Top of Selected text
Date and Time: 2025-11-16 12:30p ET

Does it seem like we’re seeing more big outages? (AWS https://youtu.be/YZUNNzLDWb8, Azure on Oct 29, 2025 Retro video: 46m https://youtu.be/PHvIYrWkAJU, Cloudflare Nov 18, 2025 https://blog.cloudflare.com/18-november-2025-outage/)
* Not surprised; there are more things on the internet.
* Unfalsifiable claim. Counterfactuals not available. Looking harder or "reality"?
* This is just a random cluster of incidents. Centralized provider incident blast radius is getting larger.
* A cloud provider region was a major hotspot because the cloud provider config default was fixed on that region, not randomized. This is still the early days of cloud; hopefully it will get better if people spread out their risk portfolio. More failures, but less impactful outcomes.
* More demand for SREs or more demand for reliability outcomes? Unfortunately (for SREs) not correlated.
* In one analogy, there are lots of developers (jedi) but very few SRE training opportunities (sith).
* AWS warns of insufficient capacity limits (Insufficient Capacity Exception, no or low servers of a class available). It's not just one region or provider, it is many regions and all providers and economics and physics. There are finite resource constraints in the universe for server capacity. Please build smaller components so they can fit in more small places, rather than large components that can only run in big places

LLM provider outages, eg: OpenAI 429 responses. Load shedding may not be acceptable AI responses for customers.
* Anthropic quality degradation that happened recently: https://www.anthropic.com/engineering/a-postmortem-of-three-recent-issues
* also consider the "quality" of the responses as "outage" from the customer side. eg: inappropriate language, erroneous answers, security leaks, slow response time. Use other AIs or regex monitoring "quality" of responses.
* Agent observability suites for prediction are hit or miss

AI SRE - anyone look into these, ie. Resolve.ai A command center run by humans seems to forget information. Can it work to use computers or LLMs?
* Out of the box, not for all environments. Customization is required. Will require forward-deployed engineers to customize for your environment. Two kinds of vendors: does it work in your environment or not, or expect to customize to meet your environment. Expect another 6-12 months of vendor BS and waiting for dozens of competing vendors to run out of VC patience/funding.
Bottom of Selected text
Top of Material provided
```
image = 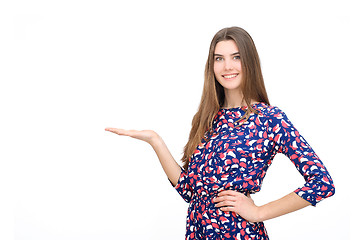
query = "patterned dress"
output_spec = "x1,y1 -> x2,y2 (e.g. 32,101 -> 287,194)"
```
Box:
175,103 -> 335,240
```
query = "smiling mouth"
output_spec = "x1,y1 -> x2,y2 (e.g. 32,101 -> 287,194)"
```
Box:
222,73 -> 239,79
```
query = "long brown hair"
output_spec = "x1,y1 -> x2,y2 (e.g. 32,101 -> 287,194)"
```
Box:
181,27 -> 270,170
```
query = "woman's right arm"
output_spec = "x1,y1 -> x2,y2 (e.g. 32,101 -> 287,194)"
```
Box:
105,128 -> 181,186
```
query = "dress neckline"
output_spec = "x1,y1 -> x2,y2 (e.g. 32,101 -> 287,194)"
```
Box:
220,102 -> 265,111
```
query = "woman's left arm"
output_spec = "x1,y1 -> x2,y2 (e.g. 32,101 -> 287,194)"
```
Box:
214,107 -> 335,222
214,190 -> 311,222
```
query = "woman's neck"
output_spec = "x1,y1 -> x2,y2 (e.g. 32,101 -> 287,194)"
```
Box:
223,90 -> 246,108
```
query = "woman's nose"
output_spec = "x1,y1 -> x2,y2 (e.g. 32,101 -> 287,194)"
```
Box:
224,60 -> 234,70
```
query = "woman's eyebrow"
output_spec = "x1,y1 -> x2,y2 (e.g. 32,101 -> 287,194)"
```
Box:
214,52 -> 240,57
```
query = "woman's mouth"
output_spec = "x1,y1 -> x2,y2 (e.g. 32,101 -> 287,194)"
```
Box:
222,73 -> 239,80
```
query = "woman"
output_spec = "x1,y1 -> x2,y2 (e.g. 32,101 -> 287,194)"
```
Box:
106,27 -> 335,239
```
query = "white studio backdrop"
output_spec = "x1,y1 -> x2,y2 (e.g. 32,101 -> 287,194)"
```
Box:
0,0 -> 360,240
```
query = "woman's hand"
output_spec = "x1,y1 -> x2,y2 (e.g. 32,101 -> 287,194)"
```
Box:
214,190 -> 259,222
105,128 -> 159,145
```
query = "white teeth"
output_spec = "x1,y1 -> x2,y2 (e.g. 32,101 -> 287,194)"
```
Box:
223,74 -> 237,78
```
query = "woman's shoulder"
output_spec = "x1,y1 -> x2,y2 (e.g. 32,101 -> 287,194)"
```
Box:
254,102 -> 286,119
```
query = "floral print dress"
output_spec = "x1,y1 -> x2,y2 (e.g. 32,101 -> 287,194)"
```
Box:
175,103 -> 335,240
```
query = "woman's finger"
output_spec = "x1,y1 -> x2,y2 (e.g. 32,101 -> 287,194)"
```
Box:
220,207 -> 235,212
105,128 -> 125,135
214,195 -> 236,202
218,190 -> 241,196
215,201 -> 236,207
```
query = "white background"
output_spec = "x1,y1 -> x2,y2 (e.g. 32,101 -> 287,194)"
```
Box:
0,0 -> 360,240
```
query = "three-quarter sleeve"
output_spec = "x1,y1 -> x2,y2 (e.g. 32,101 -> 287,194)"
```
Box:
271,107 -> 335,206
174,169 -> 193,202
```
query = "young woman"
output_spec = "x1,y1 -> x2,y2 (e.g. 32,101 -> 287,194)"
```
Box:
106,27 -> 335,239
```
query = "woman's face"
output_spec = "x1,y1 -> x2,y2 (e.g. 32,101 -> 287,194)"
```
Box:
214,40 -> 242,92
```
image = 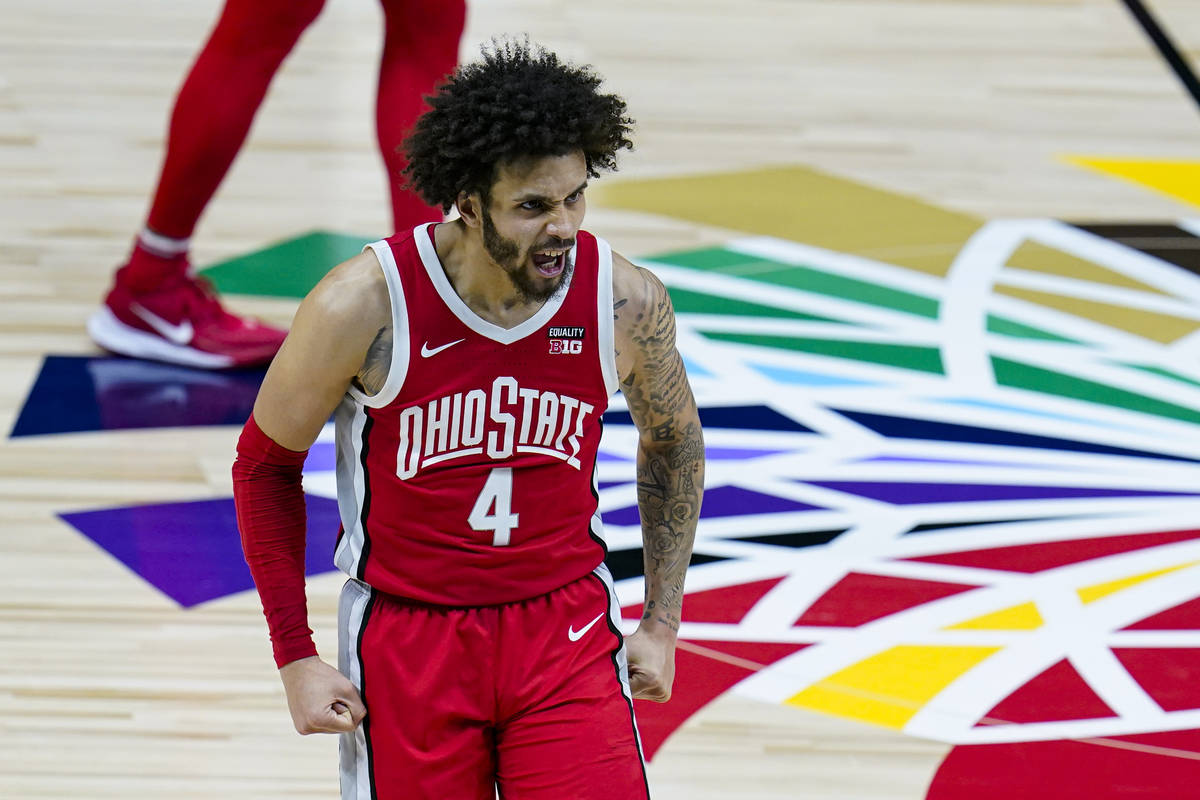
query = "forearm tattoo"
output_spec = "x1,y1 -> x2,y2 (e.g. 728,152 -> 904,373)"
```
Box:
614,267 -> 704,632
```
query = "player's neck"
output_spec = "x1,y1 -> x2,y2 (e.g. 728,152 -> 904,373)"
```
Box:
433,219 -> 545,329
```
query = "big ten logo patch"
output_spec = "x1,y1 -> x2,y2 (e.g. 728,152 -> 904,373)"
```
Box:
547,326 -> 584,355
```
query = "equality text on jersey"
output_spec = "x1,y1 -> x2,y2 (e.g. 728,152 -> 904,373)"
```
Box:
396,375 -> 595,480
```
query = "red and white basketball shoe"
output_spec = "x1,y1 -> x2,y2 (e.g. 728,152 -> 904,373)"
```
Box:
88,272 -> 287,369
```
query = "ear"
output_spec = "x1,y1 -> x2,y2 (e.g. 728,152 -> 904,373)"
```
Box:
455,192 -> 484,228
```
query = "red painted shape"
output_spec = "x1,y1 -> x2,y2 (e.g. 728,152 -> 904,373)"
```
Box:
977,660 -> 1115,727
1122,597 -> 1200,631
622,577 -> 784,625
1112,648 -> 1200,714
925,730 -> 1200,800
635,642 -> 808,759
796,572 -> 978,627
907,530 -> 1200,573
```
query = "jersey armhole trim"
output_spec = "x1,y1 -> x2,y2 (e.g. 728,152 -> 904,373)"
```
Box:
347,240 -> 410,408
595,236 -> 618,397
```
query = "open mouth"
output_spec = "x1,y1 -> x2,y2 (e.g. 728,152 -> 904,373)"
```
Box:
533,249 -> 566,278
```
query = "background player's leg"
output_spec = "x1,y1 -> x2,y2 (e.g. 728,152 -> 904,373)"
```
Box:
88,0 -> 324,367
376,0 -> 467,233
496,570 -> 648,800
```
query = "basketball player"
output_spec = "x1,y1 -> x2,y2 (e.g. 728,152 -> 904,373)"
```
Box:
234,42 -> 703,800
88,0 -> 466,368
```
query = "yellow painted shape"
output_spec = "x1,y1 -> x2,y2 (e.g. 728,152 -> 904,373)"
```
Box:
588,166 -> 983,276
946,602 -> 1045,631
1066,156 -> 1200,206
785,645 -> 1000,729
992,284 -> 1200,344
1075,561 -> 1200,603
1008,241 -> 1166,295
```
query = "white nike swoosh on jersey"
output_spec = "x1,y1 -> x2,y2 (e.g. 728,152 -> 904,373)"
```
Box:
566,612 -> 604,642
130,302 -> 196,344
421,339 -> 467,359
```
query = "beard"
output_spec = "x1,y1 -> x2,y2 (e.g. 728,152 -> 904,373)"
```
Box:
480,209 -> 575,303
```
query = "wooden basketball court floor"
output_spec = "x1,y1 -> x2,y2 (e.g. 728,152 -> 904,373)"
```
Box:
0,0 -> 1200,800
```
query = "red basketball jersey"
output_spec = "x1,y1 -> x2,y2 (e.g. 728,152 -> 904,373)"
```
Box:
335,224 -> 617,606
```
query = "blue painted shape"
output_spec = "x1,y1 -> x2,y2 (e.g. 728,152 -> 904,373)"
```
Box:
811,481 -> 1195,505
683,356 -> 714,378
853,456 -> 1074,470
930,397 -> 1141,432
750,362 -> 880,386
60,495 -> 340,608
832,408 -> 1198,463
10,355 -> 266,437
601,486 -> 821,525
604,405 -> 812,433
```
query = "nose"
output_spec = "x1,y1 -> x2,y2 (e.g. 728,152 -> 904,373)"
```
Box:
546,205 -> 581,241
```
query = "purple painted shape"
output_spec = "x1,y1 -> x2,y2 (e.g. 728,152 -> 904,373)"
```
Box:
60,495 -> 340,608
602,486 -> 821,525
811,481 -> 1195,505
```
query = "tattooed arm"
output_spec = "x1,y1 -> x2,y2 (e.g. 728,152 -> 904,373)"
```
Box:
613,254 -> 704,702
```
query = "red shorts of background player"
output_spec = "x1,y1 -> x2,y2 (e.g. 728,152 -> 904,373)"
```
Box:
338,565 -> 649,800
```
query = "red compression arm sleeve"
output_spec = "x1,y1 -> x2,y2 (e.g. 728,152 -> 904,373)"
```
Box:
233,415 -> 317,667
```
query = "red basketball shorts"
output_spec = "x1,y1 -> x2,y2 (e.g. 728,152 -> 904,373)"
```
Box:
338,565 -> 649,800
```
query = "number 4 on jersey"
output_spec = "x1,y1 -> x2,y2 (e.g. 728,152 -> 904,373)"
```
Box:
467,467 -> 520,547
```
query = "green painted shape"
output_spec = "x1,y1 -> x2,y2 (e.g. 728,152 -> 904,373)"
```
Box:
988,314 -> 1080,344
649,248 -> 938,319
991,356 -> 1200,423
646,247 -> 786,273
1117,361 -> 1200,386
668,287 -> 841,323
200,230 -> 374,299
701,330 -> 946,375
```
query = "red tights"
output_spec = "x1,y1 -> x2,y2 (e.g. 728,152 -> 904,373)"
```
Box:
138,0 -> 466,247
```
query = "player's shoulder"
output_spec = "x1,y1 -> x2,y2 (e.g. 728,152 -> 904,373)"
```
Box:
298,248 -> 391,330
612,252 -> 671,323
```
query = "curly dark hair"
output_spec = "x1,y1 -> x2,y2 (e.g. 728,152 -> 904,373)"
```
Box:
404,40 -> 634,211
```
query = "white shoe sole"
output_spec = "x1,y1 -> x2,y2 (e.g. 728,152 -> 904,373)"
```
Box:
88,306 -> 234,369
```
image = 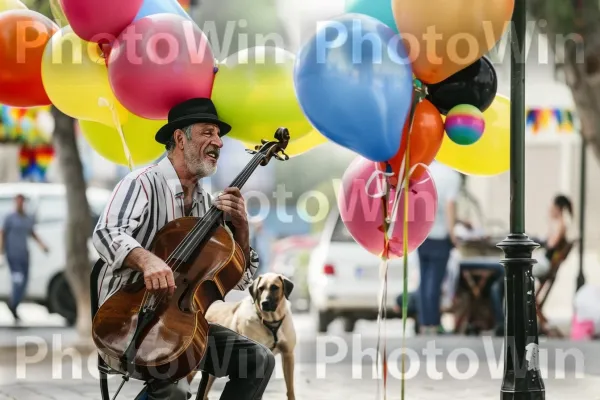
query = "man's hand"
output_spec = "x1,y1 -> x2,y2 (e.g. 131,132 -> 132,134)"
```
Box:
214,188 -> 248,228
142,257 -> 175,295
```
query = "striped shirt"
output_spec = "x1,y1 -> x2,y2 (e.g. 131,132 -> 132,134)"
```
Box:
92,157 -> 259,305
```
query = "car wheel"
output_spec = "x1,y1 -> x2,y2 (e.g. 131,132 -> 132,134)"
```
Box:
48,274 -> 77,326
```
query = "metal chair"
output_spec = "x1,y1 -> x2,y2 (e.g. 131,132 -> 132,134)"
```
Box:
90,259 -> 209,400
535,240 -> 577,338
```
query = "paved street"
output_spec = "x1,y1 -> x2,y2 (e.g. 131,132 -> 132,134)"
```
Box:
0,304 -> 600,400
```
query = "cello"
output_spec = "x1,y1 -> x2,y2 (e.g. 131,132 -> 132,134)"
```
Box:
92,128 -> 290,381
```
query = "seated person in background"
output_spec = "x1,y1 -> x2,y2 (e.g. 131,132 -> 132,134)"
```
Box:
533,195 -> 573,279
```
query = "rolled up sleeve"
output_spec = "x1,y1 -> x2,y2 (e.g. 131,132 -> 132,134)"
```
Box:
92,177 -> 148,274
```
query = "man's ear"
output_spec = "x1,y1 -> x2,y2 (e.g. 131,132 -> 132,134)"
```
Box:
248,276 -> 260,300
279,275 -> 294,300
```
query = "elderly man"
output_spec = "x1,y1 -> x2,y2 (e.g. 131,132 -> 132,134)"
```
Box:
93,98 -> 275,400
Bottom of Material provided
[What to produce]
Continue the meeting notes on cloud outages and AI SRE tools above, starting after their last line.

[Exercise output]
* Maybe use AI as natural language processor as a front end for querying observability.
* How is SRE AI different from Claude agent in kubectl? 25% overlap with basic AI tools, but products have more guardrails against misses. Narrowly constrained problem space might be more attainable (eg: Salesforce-specific environment). 
* Is knowledge from an environment generalizable across environments. Is the knowledge graph computer generated or can humans seed information?
* Topic maps include relationships between relationships which allows complex knowledge graphs. Relationships between relationships dwarf nouns in human-understood systems, but it is still challenging for humans to understand these graphs.

Show and Tell - https://github.com/stevemcghee/go-to-production how to enumerate the r9y journey, bit by bit.
* warning: vibecoded.
* goals: implement far too much reliability on a toy, see how much complexity/cost that really is, what you actually get from it at different phases in the evolution of the system
** Infrastructure > Code: For every 1 line of application code, we wrote 2 lines of Infrastructure as Code and 3.5 lines of Documentation.
* read what happened using git tags https://github.com/stevemcghee/go-to-production#how-it-works-time-travel
* eg: payload vs launch services in Titan missile. 1:5 cost ratio.

Show and Tell - https://github.com/stevemcghee/imagine-travel – an (ADK) Agent, intended to be for playing with o11y options (not done yet)
* Sample of a whole app, not just a single connection. This one has observability threaded through, plus self-verification of agent output.